-- Start of Material for the task --

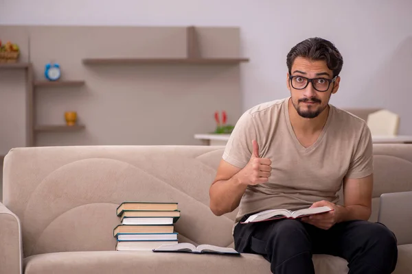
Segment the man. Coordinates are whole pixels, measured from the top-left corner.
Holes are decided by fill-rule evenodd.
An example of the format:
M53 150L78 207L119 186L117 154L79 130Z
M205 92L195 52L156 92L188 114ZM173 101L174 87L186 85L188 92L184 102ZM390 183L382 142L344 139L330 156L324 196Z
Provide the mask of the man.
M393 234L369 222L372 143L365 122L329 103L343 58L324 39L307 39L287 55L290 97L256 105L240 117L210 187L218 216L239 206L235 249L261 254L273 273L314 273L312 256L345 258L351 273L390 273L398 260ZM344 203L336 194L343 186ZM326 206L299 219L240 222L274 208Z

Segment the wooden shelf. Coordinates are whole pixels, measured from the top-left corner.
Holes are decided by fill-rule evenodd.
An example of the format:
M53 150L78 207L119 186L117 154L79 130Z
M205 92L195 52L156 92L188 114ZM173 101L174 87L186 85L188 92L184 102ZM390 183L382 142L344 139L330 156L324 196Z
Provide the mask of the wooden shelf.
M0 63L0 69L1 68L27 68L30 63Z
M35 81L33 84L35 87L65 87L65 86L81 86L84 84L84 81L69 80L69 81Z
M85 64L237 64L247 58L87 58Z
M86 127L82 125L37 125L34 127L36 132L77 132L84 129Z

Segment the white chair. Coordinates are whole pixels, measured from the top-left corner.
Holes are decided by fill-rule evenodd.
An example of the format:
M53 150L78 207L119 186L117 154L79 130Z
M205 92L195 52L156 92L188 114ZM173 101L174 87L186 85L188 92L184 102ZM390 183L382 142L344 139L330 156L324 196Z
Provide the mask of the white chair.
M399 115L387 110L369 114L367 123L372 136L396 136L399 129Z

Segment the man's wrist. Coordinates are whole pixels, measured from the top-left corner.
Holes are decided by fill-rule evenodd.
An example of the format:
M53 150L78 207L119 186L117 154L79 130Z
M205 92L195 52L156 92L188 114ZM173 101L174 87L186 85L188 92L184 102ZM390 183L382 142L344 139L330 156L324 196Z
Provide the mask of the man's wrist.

-- End of Material for the task --

= Exercise objective =
Rewrite the whole listing above, changing every "top-left corner" to "upper-left corner" and leaving everything else as it is. Leave out the pictures.

= Final answer =
Segment the man. Coordinates are whole pixels, measured from the upper-left corner.
Holes are decided by fill-rule evenodd.
An example of the format:
M53 150L78 207L119 186L117 154L79 130Z
M205 92L195 52L156 92L188 114ZM173 101L174 87L186 85L188 92L184 102ZM390 183L382 142L344 139L330 156L324 196Z
Provide the mask of the man.
M393 234L369 222L372 143L365 122L329 103L343 58L324 39L307 39L287 55L290 97L256 105L240 117L210 187L218 216L239 206L235 249L261 254L273 273L314 273L312 256L345 258L351 273L390 273L398 260ZM344 203L336 194L343 186ZM326 206L299 219L240 222L274 208Z

Segment the wooden shelf. Coordinates are whole pixels, measured from the upper-left corner.
Holes are decided by fill-rule evenodd.
An example of the format:
M53 150L78 207L119 186L117 154L79 130Z
M205 92L195 52L156 92L188 114ZM173 101L174 87L186 85L188 92L184 102ZM390 183L382 142L344 139L330 156L324 196Z
Provide the mask of the wooden shelf.
M0 63L0 69L1 68L27 68L30 63Z
M35 81L33 84L35 87L65 87L65 86L81 86L84 84L84 81L69 80L69 81Z
M85 64L237 64L247 58L87 58Z
M86 127L82 125L37 125L34 127L36 132L77 132L84 129Z

Segment the white chair. Coordinates are whole pixels, measured from the upper-left corner.
Holes are decided by fill-rule evenodd.
An example of the format:
M53 150L78 207L119 186L117 154L79 130Z
M205 92L195 52L156 92L188 114ZM173 101L174 87L186 85L188 92L184 102ZM390 183L382 142L344 139L330 156L324 196Z
Provide the mask of the white chair.
M399 115L387 110L369 114L367 123L372 136L396 136L399 129Z

Segment the man's wrist. Coordinates are whole pixels, measured from the upper-left corner.
Holes are decided by fill-rule evenodd.
An example of the format:
M53 150L78 207L119 186L117 154L79 130Z
M205 92L195 52L156 92L188 114ZM173 101L174 87L186 85L188 92L184 102ZM390 183L382 142L344 139L330 156L324 196Z
Provide the mask of the man's wrist.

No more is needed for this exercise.